Fabio Sartori ha fatto annunciare indisposizione (tracheite), ma di fatto ha cantato molto bene (benissimo la splendida “Ciel Pietoso”, giustamente salutata da un lungo applauso). Martone e la costumista (la gloriosa Ursula Patzak: splendido lavoro!) ne hanno sfruttato la fisicità: è lui l’abitante eccessivo di quella casa eccessivo, luogo di cosca, di passione, di delitto.
Spettacolo da vivere, da discutere, da ripensare e rivivere “dopo”, nelle nostre strade, nei nostri ambienti poveri od opulenti, nella nostra vita e nelle nostre scelte di uomini e di italiani. Aggiungo che da qui – come da Pagliacci e da Cavalleria, e anni prima dal meraviglioso Così Fan Tutte – esco da teatro con il pensiero, fra i tanti, che Mario Martone sia un italiano di cui andar fieri. Pensiero vero e assolutamente non retorico.Verdi e il regista (che ha risposto con il garbo sorridente che lo connota a chi ha apprezzato e a chi no) ci raccontano molto, di noi stessi. E io all’uno e all’altro, dico grazie. E’ per questo che vado all’opera.
marco vizzardelli
Mi è scappato un paio di volte il nome Cuniza con due z. Tendo a memorizzarlo così
m.viz.
E ovviamente non è il coro di Oberto che cita la festa di Traviata, semmai il contrario: intendevo sottolineare la somiglianza.

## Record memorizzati

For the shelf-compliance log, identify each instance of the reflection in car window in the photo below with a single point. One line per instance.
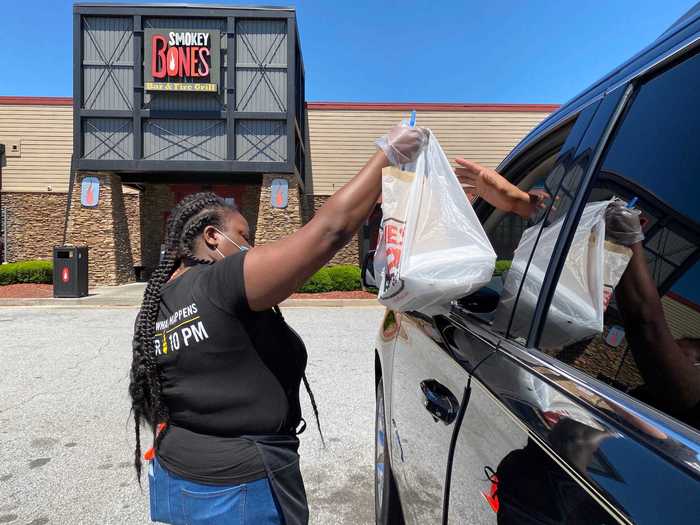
(505, 231)
(642, 332)
(533, 252)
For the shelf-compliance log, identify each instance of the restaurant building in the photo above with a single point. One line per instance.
(172, 100)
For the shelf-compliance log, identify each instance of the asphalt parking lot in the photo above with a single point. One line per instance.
(66, 449)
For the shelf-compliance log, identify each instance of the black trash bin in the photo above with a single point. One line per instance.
(70, 271)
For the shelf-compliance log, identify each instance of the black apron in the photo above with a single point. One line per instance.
(280, 456)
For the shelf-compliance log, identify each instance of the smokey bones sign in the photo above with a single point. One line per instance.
(182, 60)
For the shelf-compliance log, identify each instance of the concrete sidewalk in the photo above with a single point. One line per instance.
(130, 295)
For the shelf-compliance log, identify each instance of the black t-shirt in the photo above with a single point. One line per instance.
(226, 371)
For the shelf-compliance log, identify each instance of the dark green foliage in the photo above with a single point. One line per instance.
(343, 278)
(26, 272)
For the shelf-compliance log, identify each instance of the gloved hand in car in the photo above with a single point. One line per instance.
(494, 188)
(402, 144)
(622, 224)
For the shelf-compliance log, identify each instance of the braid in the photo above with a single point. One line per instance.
(187, 221)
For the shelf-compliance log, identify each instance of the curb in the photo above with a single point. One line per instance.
(94, 303)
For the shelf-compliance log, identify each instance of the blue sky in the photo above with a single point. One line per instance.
(538, 51)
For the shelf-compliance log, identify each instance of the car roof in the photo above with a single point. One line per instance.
(683, 32)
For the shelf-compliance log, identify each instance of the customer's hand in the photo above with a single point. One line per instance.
(622, 224)
(402, 144)
(495, 189)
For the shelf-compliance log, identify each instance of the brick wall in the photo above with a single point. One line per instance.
(132, 206)
(34, 224)
(275, 223)
(104, 230)
(249, 207)
(350, 253)
(156, 201)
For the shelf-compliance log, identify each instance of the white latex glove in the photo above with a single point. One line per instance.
(622, 224)
(402, 144)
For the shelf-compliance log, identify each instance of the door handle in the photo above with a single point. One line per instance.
(439, 401)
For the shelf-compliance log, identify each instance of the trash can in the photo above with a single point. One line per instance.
(70, 271)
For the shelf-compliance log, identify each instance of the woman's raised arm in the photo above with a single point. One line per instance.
(274, 271)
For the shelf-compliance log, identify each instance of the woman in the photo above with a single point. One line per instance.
(216, 372)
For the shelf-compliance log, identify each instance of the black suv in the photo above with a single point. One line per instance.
(534, 420)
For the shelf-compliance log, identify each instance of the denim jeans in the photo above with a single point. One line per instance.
(181, 502)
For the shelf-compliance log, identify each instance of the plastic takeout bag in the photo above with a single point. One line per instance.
(432, 248)
(592, 269)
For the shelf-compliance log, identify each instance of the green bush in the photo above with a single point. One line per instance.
(319, 282)
(345, 278)
(333, 279)
(26, 272)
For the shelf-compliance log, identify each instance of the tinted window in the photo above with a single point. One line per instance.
(536, 174)
(628, 312)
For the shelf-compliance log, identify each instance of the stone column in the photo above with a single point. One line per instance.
(275, 223)
(104, 230)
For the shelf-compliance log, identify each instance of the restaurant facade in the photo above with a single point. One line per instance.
(173, 100)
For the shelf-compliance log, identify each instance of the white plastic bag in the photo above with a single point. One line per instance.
(432, 248)
(592, 269)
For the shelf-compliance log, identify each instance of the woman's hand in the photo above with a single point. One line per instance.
(402, 144)
(495, 189)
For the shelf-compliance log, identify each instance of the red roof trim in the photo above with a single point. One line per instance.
(377, 106)
(422, 106)
(36, 101)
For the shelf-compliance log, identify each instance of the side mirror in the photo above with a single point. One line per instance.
(483, 301)
(368, 279)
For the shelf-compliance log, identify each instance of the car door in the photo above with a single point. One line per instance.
(433, 359)
(493, 449)
(608, 421)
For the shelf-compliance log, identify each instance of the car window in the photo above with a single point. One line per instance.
(627, 311)
(552, 174)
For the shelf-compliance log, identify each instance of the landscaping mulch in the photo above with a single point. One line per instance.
(40, 291)
(335, 295)
(26, 291)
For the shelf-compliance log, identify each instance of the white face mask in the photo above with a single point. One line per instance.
(241, 248)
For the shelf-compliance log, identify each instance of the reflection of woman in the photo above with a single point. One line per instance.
(217, 372)
(495, 189)
(668, 365)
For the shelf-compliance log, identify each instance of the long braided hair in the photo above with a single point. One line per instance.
(186, 223)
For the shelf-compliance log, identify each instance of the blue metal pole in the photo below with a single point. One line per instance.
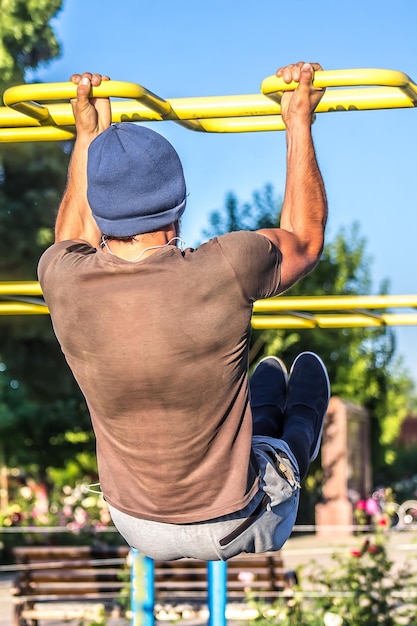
(142, 595)
(217, 592)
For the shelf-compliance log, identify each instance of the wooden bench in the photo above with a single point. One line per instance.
(63, 582)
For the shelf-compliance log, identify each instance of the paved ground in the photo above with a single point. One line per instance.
(297, 551)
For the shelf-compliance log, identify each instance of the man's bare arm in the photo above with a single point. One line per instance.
(92, 116)
(300, 237)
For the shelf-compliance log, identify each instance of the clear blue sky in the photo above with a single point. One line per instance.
(223, 47)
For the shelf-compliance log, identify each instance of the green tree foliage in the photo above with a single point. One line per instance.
(362, 362)
(34, 438)
(26, 37)
(40, 403)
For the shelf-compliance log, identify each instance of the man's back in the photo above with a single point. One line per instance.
(160, 350)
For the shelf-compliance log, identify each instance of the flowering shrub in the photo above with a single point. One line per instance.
(67, 514)
(362, 588)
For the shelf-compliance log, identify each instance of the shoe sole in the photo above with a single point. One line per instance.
(281, 363)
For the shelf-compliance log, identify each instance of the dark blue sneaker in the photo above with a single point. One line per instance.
(309, 386)
(268, 383)
(268, 391)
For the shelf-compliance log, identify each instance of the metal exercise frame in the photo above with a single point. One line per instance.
(42, 112)
(297, 312)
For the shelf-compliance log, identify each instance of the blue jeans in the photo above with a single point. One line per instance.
(263, 525)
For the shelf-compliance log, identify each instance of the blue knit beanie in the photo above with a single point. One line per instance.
(135, 181)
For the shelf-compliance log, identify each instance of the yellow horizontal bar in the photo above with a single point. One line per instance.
(22, 308)
(297, 311)
(21, 288)
(266, 322)
(368, 79)
(317, 303)
(42, 112)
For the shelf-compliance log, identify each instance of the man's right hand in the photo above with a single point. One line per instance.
(300, 103)
(92, 115)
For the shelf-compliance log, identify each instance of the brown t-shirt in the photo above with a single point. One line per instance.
(159, 349)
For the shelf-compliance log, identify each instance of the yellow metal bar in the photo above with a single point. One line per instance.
(323, 303)
(21, 288)
(16, 298)
(347, 320)
(42, 112)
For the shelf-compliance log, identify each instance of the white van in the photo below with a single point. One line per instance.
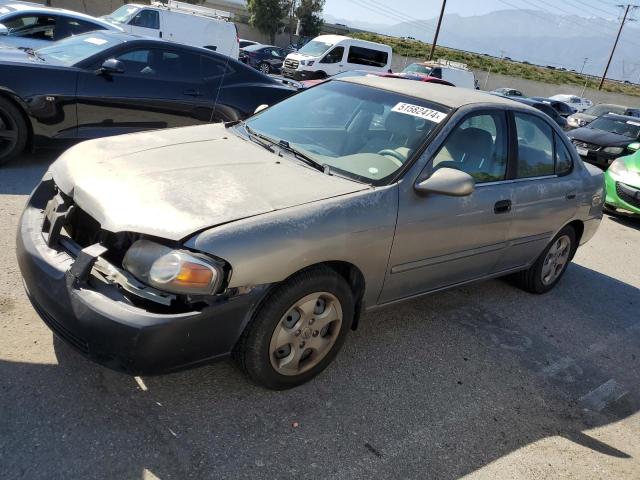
(453, 72)
(180, 22)
(328, 55)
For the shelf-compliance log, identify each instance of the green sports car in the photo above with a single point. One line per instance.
(623, 183)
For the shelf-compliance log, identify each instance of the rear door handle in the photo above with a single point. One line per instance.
(192, 92)
(503, 206)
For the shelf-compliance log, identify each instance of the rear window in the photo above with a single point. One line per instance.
(367, 56)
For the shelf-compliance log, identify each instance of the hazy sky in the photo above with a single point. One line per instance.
(397, 11)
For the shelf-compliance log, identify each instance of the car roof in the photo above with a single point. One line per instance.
(442, 94)
(615, 116)
(24, 8)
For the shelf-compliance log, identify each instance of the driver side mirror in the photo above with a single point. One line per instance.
(110, 67)
(447, 181)
(259, 108)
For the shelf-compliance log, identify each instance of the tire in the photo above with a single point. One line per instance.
(13, 131)
(272, 362)
(534, 279)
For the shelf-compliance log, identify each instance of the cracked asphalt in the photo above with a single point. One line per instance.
(483, 381)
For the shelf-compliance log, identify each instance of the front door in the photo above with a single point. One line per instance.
(159, 88)
(441, 240)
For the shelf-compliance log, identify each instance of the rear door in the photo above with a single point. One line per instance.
(544, 191)
(160, 87)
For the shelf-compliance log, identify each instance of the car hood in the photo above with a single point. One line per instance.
(173, 183)
(600, 137)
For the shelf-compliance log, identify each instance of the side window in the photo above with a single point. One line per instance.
(477, 146)
(213, 68)
(68, 26)
(564, 162)
(334, 56)
(146, 19)
(535, 146)
(138, 62)
(37, 27)
(366, 56)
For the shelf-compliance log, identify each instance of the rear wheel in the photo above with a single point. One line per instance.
(13, 131)
(546, 272)
(298, 330)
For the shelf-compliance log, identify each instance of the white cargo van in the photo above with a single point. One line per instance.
(453, 72)
(328, 55)
(180, 22)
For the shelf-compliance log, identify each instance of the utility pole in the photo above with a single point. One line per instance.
(615, 44)
(435, 37)
(586, 60)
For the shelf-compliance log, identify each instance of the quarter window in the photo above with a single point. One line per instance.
(367, 56)
(535, 146)
(334, 56)
(564, 162)
(146, 19)
(478, 146)
(37, 27)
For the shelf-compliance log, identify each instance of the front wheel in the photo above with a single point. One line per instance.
(298, 330)
(550, 266)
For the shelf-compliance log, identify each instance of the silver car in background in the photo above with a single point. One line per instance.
(267, 239)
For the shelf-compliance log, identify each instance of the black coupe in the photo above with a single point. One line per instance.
(108, 83)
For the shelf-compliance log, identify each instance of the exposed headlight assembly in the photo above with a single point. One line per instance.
(613, 150)
(175, 271)
(618, 167)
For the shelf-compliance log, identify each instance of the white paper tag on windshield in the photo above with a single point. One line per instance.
(420, 112)
(95, 41)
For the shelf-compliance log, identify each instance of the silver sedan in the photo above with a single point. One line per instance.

## Descrizione esercizio
Secondo il brano, quale indisposizione ha fatto annunciare Fabio Sartori? L'elenco non è necessario.

## Risposta
Una tracheite.